Directions for this task: Without including any picture, repeat the records below exactly.

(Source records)

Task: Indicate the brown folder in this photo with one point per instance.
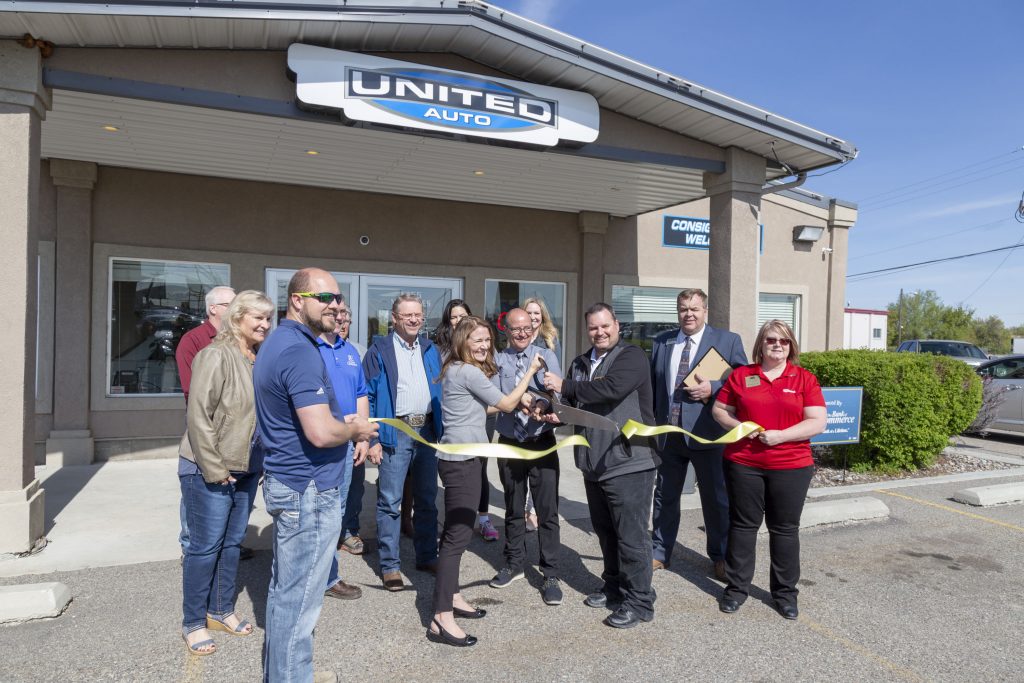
(712, 368)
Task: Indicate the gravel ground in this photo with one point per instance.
(948, 462)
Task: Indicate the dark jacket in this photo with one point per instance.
(620, 390)
(696, 415)
(381, 368)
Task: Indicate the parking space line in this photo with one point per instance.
(950, 509)
(856, 647)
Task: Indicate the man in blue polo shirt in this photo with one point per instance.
(304, 432)
(345, 370)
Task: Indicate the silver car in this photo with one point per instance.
(1007, 374)
(965, 351)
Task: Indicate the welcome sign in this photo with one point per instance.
(400, 93)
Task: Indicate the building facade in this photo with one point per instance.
(154, 151)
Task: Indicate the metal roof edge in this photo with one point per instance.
(477, 13)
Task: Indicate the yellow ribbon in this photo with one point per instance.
(631, 429)
(482, 450)
(742, 430)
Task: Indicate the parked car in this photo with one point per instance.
(965, 351)
(1007, 374)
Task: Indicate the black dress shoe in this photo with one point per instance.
(623, 617)
(728, 605)
(446, 638)
(787, 611)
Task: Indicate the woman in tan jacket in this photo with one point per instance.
(218, 486)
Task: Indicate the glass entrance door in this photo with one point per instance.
(370, 299)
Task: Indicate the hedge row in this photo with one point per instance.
(913, 402)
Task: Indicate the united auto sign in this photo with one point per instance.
(399, 93)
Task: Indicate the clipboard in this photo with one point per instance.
(712, 367)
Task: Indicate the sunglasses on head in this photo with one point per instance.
(323, 297)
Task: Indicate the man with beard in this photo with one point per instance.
(304, 434)
(613, 379)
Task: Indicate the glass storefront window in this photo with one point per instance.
(153, 304)
(644, 312)
(502, 296)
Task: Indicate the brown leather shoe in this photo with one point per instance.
(393, 582)
(344, 591)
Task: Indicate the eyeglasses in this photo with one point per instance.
(323, 297)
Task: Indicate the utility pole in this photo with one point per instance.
(899, 323)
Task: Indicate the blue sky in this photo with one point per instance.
(922, 88)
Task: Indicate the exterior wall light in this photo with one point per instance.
(807, 232)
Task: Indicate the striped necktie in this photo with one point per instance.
(681, 373)
(519, 430)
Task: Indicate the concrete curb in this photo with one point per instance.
(29, 601)
(985, 497)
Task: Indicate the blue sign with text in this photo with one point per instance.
(843, 416)
(688, 232)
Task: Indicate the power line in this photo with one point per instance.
(936, 260)
(936, 191)
(960, 230)
(940, 175)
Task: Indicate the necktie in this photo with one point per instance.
(681, 373)
(519, 430)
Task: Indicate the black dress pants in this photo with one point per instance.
(542, 477)
(462, 493)
(620, 508)
(776, 497)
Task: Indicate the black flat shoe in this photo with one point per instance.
(787, 611)
(728, 605)
(448, 639)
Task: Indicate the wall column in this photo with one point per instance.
(24, 101)
(70, 442)
(733, 268)
(593, 227)
(841, 218)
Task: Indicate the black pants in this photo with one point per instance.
(620, 508)
(462, 493)
(542, 477)
(777, 498)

Solution:
Task: Indicate the brown folder in this photo with one point per instance.
(712, 368)
Task: Indicate the gravel ground in this photo with one point per instance.
(948, 462)
Task: Indicate the dark jacket in this photo with one point per instance.
(620, 390)
(696, 415)
(381, 368)
Task: Indicate the parking space line in this photo with one point per instance.
(950, 509)
(856, 647)
Task: Indicate the man in blue polo shirt in this photo with one point per instance.
(304, 432)
(345, 370)
Task: Indicate the silver car in this photo with one point per instance.
(1007, 374)
(965, 351)
Task: Indicate the welcome sign in this photo with one point per instance.
(400, 93)
Task: Indicate the building facade in this photo with one point per instance.
(154, 151)
Task: Indicate the metal roof edge in this photo with one point per instance.
(477, 13)
Task: Indicate the yellow ribbon in this photo with one point per instance.
(631, 429)
(482, 450)
(742, 430)
Task: Indicate the parked car in this photo with one point per instance.
(965, 351)
(1007, 374)
Task: Indicate the black dress shoe in this photo with one point per instance.
(623, 617)
(728, 605)
(446, 638)
(787, 611)
Task: Indicate the woman in tan jacket in this photo with one point per instance.
(218, 486)
Task: Indicate the glass entrance door in this photo with one point per instance.
(370, 299)
Task: Indicate the hedge row in this photo with one point per instance.
(913, 402)
Task: Indicate the united auto sign in this photo with one point per instance.
(399, 93)
Task: Indicate the clipboard in this photo with one point per instance.
(712, 367)
Task: Indicate the sunglasses on head in this photo with one point per instance.
(323, 297)
Task: Indicate the man with beard in this photo with one point per instance.
(304, 434)
(613, 379)
Task: Indicate the glass storefront window in this photo with one point per instance.
(153, 304)
(644, 312)
(502, 296)
Task: Indicate the brown leather shoe in this photo with one point per instance.
(393, 582)
(344, 591)
Task: Indicate the eyeglasses in this photo with one point per instance.
(323, 297)
Task: Indicate the utility pole in this photo with one point per instance.
(899, 323)
Task: Indicate the blue sky in this photo with one point per instance.
(922, 88)
Task: Indicate the exterior wall light in this photo with one point per instance.
(807, 232)
Task: Indicate the striped necktie in this photo with one point per instance.
(681, 373)
(519, 430)
Task: Indicate the concrete curb in this photo with one point per instance.
(29, 601)
(985, 497)
Task: Indicate the blue sign with text in this photo with one point per instance.
(843, 416)
(688, 232)
Task: Indicate the power line in this photo with one point per instance.
(936, 260)
(936, 191)
(960, 230)
(940, 175)
Task: Indicate the necktie in this photo with one point per instance.
(681, 373)
(519, 430)
Task: Indicate the black dress pants in this photo with one point per instance.
(542, 477)
(462, 493)
(620, 508)
(776, 497)
Task: Indicate the black flat shoe in this photo with one point per instance.
(787, 611)
(728, 605)
(448, 639)
Task: Indicate the wall column in this photo with one point per instance.
(24, 101)
(70, 442)
(733, 268)
(593, 227)
(841, 218)
Task: Indicate the black pants in this photo with one point per instance.
(620, 508)
(462, 493)
(542, 477)
(777, 498)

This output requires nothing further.